-- Stated task --
Would you write out the entries below, every one of them, exactly?

-- Extracted records --
______________________________

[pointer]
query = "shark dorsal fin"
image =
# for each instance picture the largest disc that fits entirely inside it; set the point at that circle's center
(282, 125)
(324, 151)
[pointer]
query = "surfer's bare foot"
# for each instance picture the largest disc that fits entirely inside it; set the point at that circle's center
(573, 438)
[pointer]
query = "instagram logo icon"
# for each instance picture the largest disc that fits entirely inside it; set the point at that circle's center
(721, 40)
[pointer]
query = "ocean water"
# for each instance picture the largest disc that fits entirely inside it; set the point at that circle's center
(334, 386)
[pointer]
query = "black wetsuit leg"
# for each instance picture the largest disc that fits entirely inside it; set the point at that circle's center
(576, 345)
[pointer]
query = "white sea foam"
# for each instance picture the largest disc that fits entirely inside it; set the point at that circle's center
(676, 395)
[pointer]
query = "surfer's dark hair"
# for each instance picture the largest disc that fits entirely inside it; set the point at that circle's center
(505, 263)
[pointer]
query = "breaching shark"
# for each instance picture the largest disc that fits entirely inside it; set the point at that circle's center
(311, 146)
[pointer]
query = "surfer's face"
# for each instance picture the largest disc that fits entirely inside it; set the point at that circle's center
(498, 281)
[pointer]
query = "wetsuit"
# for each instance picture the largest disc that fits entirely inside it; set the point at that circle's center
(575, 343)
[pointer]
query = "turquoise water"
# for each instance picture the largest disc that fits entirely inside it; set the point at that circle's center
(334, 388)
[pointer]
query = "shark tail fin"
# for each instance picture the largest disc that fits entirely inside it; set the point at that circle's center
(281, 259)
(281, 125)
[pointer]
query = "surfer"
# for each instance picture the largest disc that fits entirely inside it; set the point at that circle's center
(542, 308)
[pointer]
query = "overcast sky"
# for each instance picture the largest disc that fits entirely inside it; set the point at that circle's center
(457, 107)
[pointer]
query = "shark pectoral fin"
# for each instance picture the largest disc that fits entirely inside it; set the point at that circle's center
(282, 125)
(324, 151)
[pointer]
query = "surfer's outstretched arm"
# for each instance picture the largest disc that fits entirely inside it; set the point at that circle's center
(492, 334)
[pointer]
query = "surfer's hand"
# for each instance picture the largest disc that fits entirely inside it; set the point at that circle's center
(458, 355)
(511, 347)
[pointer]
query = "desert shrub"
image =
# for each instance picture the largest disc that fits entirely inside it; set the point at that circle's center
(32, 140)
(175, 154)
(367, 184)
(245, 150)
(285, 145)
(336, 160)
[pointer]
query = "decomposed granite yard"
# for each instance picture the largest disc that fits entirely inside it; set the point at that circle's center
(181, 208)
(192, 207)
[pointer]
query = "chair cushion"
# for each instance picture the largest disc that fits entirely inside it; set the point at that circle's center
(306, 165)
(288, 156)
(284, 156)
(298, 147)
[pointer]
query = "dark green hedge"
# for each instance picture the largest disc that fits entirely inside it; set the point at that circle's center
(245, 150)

______________________________

-- Final answer --
[pointer]
query = "shark dorsal fin"
image =
# for each instance picture the largest disc that fits entirely inside it; set the point at that circle's center
(282, 125)
(324, 151)
[pointer]
query = "surfer's bare foot"
# for each instance picture the largest disc that fits entirely inside it; set the point at that circle's center
(573, 438)
[pointer]
query = "instagram logo icon"
# for each instance picture the largest disc that fits entirely inside it; set the point at that circle's center
(721, 40)
[pointer]
query = "ocean water"
# for each instance picture the largest disc that fits entirely inside it; set the point at that circle's center
(334, 386)
[pointer]
query = "black wetsuit leg"
# for each instance picture the largest disc that fits entirely inside it; set the point at that circle's center
(576, 345)
[pointer]
query = "white sea foam"
# for each instance picture the largest disc that fits entirely inside it; set the point at that circle's center
(676, 395)
[pointer]
query = "surfer's dark hair"
# for each instance picture the largest disc that fits entirely inside it; set the point at that circle's center
(505, 263)
[pointer]
query = "breaching shark"
# for each instance picture the largest disc that fits entirely inside it; set the point at that circle's center
(311, 146)
[pointer]
query = "surfer's face"
# for each instance picture the largest disc that fits entirely inside it; set the point at that circle's center
(498, 281)
[pointer]
query = "wetsuit"
# for each instance picture the largest disc that fits entirely inside it; set the point at that circle's center
(575, 343)
[pointer]
query = "turquoise water"
# for each instance picture the largest disc that fits entirely inside it; set the point at that circle's center
(334, 388)
[pointer]
query = "shark tail fin"
# for each instance picture the largest disc that fits entirely inside it; set the point at that circle's center
(281, 259)
(281, 125)
[pointer]
query = "surfer"
# for each instance picture the largest disc that fits entirely inside it; set the point at that circle's center
(542, 308)
[pointer]
query = "overcast sky"
# for each instance picture the largest disc that fits entirely inside it; set the point at that circle's center
(457, 107)
[pointer]
query = "shark pectoral fin"
# for each instance picture the largest disc that fits entirely inside it; set the point at that circle's center
(282, 125)
(324, 151)
[pointer]
query = "surfer's outstretched arm"
# for each instance picture the largest disc that fits entirely inside it; set the point at that circle's center
(492, 334)
[pointer]
query = "surfer's hand"
# for each instance picture the largest disc that fits entirely inside it; set the point at that circle's center
(458, 355)
(511, 347)
[pointer]
query = "desert shrub"
image =
# for each instance picture the largest disc that fits entirely inside it; set the point at that circle's center
(32, 140)
(175, 154)
(367, 184)
(245, 150)
(285, 145)
(336, 160)
[pointer]
query = "decomposed granite yard"
# for each instance picture the largest disc that fits entirely inside it; set the point at that circle's center
(181, 208)
(192, 207)
[pointer]
query = "chair cushion"
# for each instance picture the largest disc that fits entirely inside it; set the point at that circle's center
(306, 165)
(288, 156)
(284, 156)
(298, 147)
[pointer]
query = "dark green hedge"
# for each instance picture the largest disc that fits entirely inside it; set the point at that circle's center
(245, 150)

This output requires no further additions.